Q & A’s on Agency Law

by David Bentley
of Bentley and Co. Solicitors

Q. I am currently working a two months notice period, and have a number of deals in
the pipeline for this particular principal,
which deals will only come to fruition after
my agency agreement actually terminates.
I suspect that this may in fact be the reason
why my agency was abruptly terminated
after just 18 months, in that my principal has
managed within that time frame to secure a
number of contacts through myself, and
probably now wants to seek to avoid having
to pay me any commission in respect to
these pipeline deals, and going forward
beyond that. How do I go about ensuring
that this does not happen?

A. First of all, I am assuming that you don’t have any agreement with your current principal, which
contains any provision which excludes your
entitlement to these so called “pipeline transaction”
commissions (or which otherwise excludes the
application of Regulation 8).
I also assume that you are not at this point also
wanting my advice as to your potential additional
claim for compensation or an indemnity.

**Entries supplied:**

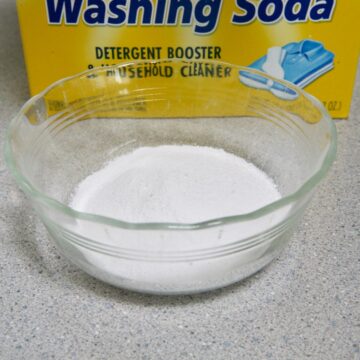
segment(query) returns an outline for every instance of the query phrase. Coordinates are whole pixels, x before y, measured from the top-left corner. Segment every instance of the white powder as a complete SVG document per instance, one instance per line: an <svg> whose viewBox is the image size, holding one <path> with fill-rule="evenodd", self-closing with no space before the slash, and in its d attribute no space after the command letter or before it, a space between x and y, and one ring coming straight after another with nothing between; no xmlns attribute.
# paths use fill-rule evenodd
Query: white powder
<svg viewBox="0 0 360 360"><path fill-rule="evenodd" d="M127 222L195 223L280 198L263 171L221 149L165 145L120 156L83 180L70 206Z"/></svg>

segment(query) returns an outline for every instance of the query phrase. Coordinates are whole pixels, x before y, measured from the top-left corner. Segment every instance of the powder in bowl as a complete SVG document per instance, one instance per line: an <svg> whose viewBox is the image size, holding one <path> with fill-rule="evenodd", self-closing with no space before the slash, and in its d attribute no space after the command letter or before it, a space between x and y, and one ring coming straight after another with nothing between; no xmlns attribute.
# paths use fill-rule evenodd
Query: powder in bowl
<svg viewBox="0 0 360 360"><path fill-rule="evenodd" d="M222 149L141 147L75 189L75 210L132 223L196 223L240 215L280 199L262 170Z"/></svg>

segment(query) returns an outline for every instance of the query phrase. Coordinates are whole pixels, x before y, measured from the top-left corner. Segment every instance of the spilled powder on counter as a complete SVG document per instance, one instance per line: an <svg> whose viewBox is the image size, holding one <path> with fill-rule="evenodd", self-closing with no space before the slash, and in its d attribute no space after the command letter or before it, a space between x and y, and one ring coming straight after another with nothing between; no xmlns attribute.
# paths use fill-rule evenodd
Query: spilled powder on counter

**Stated exercise:** Repeat word for word the stretch of the agency law Q&A from "A. First of all, I" through "or an indemnity.". The records have no connection to the agency law Q&A.

**Complete output:**
A. First of all, I am assuming that you don’t have any agreement with your current principal, which
contains any provision which excludes your
entitlement to these so called “pipeline transaction”
commissions (or which otherwise excludes the
application of Regulation 8).
I also assume that you are not at this point also
wanting my advice as to your potential additional
claim for compensation or an indemnity.